Record set =>
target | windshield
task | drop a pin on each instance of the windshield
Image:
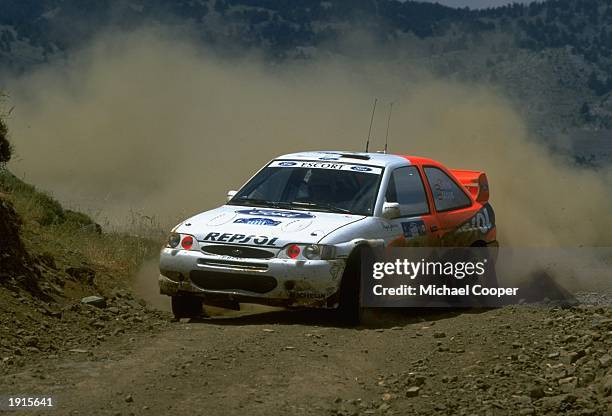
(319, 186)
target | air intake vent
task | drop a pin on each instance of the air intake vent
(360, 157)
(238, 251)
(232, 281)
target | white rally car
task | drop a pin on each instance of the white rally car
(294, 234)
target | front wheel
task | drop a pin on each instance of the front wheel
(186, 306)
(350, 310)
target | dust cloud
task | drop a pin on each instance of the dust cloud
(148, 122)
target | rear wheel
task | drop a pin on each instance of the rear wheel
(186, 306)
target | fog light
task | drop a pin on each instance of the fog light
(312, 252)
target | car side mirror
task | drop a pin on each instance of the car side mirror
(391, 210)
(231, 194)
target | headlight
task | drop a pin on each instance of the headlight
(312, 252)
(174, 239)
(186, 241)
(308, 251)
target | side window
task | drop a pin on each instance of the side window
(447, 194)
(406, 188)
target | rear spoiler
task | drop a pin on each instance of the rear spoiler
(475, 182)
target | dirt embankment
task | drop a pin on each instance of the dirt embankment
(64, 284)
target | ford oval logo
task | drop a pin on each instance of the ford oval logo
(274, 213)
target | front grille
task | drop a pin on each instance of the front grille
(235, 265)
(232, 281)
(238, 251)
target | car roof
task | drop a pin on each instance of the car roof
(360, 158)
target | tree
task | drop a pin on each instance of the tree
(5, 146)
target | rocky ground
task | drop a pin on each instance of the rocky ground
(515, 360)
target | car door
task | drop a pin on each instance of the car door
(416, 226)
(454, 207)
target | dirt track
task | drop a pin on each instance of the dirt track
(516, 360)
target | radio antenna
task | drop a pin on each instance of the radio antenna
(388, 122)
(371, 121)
* * *
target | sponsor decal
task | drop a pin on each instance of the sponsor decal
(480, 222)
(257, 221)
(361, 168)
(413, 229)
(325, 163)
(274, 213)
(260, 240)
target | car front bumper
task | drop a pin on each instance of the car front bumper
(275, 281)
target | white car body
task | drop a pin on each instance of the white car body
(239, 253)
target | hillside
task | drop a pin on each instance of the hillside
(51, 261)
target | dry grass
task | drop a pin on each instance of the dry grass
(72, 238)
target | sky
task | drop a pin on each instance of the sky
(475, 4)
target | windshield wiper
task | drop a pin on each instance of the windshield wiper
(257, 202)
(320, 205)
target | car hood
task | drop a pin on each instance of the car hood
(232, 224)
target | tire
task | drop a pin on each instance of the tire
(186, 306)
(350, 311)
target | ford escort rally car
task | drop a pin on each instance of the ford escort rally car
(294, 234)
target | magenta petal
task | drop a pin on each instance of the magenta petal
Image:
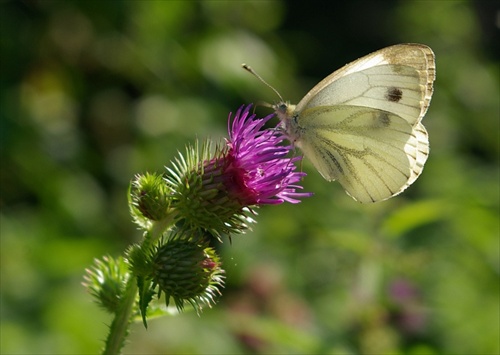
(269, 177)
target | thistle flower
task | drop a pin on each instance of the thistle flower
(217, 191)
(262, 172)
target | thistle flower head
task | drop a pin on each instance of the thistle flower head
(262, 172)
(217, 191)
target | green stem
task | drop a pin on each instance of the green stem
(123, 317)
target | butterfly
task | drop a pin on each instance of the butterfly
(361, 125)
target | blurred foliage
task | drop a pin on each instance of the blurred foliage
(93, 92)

Given request =>
Count the lines of the data above that contain the string "stem", treating uppercase and lowercase as distinct. Reply with the number alone.

Final result =>
2